- **PROBLEM REQUIREMENTS**: Extract every line from the listing below that contains the string "flower", matching case exactly.

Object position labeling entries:
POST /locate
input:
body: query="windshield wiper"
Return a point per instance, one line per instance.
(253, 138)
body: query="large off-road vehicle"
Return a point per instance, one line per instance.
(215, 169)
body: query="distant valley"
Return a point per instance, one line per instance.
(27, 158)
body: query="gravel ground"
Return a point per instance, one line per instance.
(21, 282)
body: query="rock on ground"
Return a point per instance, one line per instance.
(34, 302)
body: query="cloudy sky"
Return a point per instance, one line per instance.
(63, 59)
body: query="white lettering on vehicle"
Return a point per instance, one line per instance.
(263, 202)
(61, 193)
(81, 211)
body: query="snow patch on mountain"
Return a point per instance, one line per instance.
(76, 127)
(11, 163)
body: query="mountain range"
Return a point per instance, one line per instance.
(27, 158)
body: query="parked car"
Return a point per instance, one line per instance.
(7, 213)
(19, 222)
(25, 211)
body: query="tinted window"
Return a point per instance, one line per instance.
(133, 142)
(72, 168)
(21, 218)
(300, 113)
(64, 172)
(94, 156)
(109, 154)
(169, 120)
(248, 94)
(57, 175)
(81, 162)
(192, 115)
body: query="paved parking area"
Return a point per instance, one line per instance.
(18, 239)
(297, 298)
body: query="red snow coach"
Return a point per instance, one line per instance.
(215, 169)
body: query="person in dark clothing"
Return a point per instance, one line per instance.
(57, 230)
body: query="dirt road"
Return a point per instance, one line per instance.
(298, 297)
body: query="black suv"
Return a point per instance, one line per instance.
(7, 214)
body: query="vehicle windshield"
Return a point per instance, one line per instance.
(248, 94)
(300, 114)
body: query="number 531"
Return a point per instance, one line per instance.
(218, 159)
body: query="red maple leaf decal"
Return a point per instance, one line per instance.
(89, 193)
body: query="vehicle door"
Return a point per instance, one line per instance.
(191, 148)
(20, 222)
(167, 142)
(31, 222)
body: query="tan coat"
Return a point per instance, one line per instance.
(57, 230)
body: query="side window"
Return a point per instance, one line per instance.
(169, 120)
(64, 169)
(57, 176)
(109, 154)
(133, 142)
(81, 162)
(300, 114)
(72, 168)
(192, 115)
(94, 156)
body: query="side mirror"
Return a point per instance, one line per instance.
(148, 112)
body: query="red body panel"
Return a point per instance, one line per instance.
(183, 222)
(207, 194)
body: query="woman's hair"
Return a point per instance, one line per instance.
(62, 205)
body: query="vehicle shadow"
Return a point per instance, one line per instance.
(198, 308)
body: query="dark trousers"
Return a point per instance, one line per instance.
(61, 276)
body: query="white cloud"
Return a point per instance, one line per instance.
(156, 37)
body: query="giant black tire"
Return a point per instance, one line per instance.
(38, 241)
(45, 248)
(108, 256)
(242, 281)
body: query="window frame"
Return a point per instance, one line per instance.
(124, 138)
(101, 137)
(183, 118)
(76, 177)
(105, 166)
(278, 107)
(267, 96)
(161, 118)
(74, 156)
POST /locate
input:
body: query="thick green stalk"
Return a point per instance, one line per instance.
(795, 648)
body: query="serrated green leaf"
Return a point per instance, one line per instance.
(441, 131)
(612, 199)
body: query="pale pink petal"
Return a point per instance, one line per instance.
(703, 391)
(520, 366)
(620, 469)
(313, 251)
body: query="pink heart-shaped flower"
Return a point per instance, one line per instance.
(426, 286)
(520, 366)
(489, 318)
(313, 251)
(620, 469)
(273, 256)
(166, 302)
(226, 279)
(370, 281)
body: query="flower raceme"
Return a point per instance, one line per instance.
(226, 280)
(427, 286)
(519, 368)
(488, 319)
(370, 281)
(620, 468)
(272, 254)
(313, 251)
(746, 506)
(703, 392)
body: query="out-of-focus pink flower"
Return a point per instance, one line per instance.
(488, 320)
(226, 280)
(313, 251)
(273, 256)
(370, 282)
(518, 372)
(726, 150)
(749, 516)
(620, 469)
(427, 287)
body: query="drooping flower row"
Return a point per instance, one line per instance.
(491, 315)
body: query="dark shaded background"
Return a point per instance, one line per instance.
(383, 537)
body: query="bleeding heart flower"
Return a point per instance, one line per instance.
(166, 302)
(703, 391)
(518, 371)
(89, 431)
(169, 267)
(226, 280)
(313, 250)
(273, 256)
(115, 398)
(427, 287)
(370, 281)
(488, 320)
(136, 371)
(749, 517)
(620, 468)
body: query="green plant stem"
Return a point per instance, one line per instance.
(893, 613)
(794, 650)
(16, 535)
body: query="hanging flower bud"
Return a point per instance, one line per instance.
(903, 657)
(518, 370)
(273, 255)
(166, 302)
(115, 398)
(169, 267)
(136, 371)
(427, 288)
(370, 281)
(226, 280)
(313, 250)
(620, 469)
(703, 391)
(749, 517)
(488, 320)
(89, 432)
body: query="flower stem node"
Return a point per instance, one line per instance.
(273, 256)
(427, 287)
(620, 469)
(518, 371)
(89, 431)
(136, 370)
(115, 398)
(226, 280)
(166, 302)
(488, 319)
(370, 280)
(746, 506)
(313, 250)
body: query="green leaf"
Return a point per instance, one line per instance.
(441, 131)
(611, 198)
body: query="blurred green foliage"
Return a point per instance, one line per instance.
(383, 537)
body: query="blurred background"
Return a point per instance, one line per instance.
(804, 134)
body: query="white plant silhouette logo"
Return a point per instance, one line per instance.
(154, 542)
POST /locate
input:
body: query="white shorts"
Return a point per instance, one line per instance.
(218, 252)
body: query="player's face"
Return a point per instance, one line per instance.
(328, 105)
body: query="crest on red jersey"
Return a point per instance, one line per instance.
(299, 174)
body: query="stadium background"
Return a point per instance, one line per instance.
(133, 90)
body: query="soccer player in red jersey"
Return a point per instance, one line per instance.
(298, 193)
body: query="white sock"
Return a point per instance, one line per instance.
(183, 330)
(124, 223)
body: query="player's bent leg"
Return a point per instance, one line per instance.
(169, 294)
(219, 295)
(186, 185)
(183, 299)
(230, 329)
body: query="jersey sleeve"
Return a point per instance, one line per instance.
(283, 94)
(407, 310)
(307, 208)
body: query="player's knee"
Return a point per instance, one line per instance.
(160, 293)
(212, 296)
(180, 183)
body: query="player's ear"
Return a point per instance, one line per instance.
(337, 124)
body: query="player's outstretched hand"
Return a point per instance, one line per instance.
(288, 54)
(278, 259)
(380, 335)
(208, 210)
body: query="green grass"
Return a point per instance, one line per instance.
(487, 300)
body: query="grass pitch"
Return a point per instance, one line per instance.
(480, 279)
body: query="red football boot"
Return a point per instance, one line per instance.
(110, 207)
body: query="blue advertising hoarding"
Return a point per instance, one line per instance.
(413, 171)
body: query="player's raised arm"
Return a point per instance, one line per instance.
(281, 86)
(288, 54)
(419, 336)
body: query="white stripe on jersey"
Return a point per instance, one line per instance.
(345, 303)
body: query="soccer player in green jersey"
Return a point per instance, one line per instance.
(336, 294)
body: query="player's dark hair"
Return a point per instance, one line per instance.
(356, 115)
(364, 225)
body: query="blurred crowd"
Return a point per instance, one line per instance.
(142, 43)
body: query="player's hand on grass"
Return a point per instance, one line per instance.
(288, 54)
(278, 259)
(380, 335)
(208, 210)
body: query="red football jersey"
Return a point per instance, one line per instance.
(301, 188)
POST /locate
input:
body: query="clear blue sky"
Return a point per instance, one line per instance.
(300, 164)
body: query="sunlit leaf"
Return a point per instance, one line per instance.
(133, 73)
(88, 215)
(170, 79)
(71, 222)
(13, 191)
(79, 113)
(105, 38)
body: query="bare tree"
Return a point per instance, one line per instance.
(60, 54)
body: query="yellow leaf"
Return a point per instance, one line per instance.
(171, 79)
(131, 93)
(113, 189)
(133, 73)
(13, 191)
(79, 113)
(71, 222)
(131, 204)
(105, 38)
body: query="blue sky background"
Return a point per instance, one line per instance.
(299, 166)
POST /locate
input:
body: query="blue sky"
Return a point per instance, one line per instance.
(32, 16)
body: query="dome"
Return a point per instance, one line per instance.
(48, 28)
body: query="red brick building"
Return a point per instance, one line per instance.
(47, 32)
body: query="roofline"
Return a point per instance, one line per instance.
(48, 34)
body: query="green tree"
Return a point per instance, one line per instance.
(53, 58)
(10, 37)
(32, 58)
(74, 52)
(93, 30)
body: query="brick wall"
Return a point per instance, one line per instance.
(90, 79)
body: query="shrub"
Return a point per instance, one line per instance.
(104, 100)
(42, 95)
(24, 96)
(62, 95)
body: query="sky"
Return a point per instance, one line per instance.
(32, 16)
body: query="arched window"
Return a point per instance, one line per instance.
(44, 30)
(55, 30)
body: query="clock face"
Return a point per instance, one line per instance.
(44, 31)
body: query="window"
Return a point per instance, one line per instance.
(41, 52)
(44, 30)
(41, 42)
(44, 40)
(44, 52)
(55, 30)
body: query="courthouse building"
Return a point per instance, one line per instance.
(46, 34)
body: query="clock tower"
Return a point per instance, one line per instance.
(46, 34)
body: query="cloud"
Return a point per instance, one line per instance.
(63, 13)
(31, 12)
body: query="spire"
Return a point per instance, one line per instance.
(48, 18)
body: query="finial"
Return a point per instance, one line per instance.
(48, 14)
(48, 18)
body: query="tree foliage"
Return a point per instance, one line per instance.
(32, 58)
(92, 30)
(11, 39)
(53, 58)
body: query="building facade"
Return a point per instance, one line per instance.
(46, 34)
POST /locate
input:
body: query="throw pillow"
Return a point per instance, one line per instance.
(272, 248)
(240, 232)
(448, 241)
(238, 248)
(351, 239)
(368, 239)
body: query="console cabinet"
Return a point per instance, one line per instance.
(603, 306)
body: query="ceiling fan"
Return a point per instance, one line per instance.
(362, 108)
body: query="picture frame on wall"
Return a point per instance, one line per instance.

- **FINISHED TASK**:
body: query="pink heart-shaped flower"
body: query="flower raceme"
body: query="out-of-focus pink flower"
body: query="drooping flower row"
body: query="bleeding heart flower"
body: query="hanging flower bud"
body: query="flower stem node"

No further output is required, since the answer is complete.